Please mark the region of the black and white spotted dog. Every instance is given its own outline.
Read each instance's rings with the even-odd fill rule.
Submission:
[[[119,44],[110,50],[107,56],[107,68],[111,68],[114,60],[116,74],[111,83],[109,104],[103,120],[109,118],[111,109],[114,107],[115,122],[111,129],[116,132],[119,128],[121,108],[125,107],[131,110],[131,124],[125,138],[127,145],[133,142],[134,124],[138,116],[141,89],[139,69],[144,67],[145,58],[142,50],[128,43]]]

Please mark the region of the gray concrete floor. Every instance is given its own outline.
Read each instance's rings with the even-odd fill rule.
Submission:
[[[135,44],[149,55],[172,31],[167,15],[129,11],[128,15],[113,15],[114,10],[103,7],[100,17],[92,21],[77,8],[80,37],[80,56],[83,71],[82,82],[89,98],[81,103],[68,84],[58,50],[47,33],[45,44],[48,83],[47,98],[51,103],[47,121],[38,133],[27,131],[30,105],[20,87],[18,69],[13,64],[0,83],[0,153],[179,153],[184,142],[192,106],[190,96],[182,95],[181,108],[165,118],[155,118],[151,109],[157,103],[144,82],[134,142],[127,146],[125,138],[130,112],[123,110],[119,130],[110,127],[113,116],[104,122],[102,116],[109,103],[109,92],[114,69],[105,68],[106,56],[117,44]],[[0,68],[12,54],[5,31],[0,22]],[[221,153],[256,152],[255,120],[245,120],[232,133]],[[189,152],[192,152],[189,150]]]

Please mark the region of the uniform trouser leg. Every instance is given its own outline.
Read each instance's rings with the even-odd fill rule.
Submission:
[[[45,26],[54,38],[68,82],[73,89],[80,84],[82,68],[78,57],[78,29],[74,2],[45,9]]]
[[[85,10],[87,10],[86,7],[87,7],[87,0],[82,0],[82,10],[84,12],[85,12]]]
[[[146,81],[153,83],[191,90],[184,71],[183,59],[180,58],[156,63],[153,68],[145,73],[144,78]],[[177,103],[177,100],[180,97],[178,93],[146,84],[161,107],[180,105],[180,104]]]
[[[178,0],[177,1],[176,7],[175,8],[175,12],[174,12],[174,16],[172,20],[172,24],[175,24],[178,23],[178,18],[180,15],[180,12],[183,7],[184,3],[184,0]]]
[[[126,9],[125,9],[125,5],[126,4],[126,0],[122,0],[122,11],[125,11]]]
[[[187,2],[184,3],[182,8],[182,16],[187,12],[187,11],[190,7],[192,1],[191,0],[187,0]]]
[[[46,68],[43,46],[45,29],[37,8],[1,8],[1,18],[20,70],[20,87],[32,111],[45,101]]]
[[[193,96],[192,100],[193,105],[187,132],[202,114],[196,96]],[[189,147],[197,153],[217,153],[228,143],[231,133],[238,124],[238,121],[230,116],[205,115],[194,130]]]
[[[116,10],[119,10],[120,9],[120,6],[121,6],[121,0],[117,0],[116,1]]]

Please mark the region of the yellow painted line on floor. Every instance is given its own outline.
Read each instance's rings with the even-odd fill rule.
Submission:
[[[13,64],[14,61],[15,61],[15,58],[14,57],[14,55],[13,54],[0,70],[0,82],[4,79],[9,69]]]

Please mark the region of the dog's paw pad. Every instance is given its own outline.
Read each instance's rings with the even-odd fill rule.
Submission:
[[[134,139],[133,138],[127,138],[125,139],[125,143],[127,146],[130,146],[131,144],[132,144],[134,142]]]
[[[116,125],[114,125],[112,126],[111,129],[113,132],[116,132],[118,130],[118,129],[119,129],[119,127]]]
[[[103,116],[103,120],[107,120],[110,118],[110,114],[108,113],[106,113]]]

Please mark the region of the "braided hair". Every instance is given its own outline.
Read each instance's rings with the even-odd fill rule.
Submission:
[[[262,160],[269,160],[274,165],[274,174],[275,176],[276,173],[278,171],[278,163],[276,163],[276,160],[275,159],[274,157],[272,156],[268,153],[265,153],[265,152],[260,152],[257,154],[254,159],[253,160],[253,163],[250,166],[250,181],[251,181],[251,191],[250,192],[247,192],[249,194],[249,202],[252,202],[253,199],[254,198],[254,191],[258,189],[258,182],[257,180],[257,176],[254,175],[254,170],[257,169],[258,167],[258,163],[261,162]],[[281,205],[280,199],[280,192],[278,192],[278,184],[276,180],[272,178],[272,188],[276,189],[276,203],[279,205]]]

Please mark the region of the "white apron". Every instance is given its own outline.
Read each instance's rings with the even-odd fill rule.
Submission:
++++++++++
■ **SET EXERCISE**:
Gather every line of the records above that contains the word "white", matching case exactly.

■ **EXERCISE SOLUTION**:
Please mark the region of the black and white spotted dog. Every instance is given its own outline.
Please mark the region of the "white apron". Every instance is given its own outline.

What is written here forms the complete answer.